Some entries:
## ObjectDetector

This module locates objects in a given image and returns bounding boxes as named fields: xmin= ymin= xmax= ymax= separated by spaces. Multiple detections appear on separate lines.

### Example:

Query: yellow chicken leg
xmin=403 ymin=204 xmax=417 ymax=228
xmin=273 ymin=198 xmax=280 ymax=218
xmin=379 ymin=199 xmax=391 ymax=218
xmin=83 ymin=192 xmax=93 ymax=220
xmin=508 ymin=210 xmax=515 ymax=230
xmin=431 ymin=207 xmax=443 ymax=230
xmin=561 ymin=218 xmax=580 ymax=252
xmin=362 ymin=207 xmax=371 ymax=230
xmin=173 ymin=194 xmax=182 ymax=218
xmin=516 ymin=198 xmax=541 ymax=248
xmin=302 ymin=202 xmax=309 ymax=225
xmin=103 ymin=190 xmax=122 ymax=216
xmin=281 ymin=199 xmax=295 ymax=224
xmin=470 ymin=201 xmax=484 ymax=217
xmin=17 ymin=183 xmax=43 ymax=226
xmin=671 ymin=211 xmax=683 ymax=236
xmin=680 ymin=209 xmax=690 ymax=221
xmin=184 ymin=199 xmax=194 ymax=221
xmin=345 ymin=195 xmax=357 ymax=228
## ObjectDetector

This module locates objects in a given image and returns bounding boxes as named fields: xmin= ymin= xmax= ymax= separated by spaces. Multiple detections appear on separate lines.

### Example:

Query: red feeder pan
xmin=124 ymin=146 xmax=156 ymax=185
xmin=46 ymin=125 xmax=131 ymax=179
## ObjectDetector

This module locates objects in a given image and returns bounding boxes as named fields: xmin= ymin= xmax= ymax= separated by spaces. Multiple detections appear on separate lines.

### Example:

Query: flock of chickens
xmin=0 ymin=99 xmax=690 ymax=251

### [Exercise directions]
Render the entries as a numbered list, starting at the first line and ending at the line that contains "xmin=46 ymin=125 xmax=131 ymax=179", with both included and blank lines left out.

### [Written solution]
1. ## ObjectDetector
2. This module locates objects in a given image and returns bounding boxes as named fields: xmin= ymin= xmax= ymax= separated by spaces. Multiple detections appear on separate lines.
3. ### Example:
4. Query: yellow chicken leg
5. xmin=403 ymin=204 xmax=417 ymax=228
6. xmin=273 ymin=198 xmax=280 ymax=218
7. xmin=379 ymin=199 xmax=391 ymax=218
8. xmin=83 ymin=192 xmax=93 ymax=220
9. xmin=508 ymin=210 xmax=515 ymax=230
10. xmin=431 ymin=207 xmax=443 ymax=230
11. xmin=561 ymin=218 xmax=580 ymax=252
12. xmin=362 ymin=207 xmax=371 ymax=230
13. xmin=173 ymin=194 xmax=182 ymax=218
14. xmin=516 ymin=198 xmax=541 ymax=248
15. xmin=302 ymin=202 xmax=309 ymax=225
16. xmin=103 ymin=190 xmax=122 ymax=216
17. xmin=281 ymin=199 xmax=295 ymax=224
18. xmin=470 ymin=201 xmax=484 ymax=217
19. xmin=17 ymin=183 xmax=43 ymax=226
20. xmin=671 ymin=211 xmax=683 ymax=236
21. xmin=680 ymin=209 xmax=690 ymax=221
22. xmin=184 ymin=199 xmax=194 ymax=221
23. xmin=345 ymin=195 xmax=357 ymax=228
24. ## ObjectDetector
25. This module locates objects in a given image and returns bounding boxes as named fields: xmin= ymin= xmax= ymax= separated by spaces. Multiple detections appear on separate lines.
26. ### Example:
27. Query: red feeder pan
28. xmin=124 ymin=146 xmax=156 ymax=185
29. xmin=46 ymin=125 xmax=131 ymax=179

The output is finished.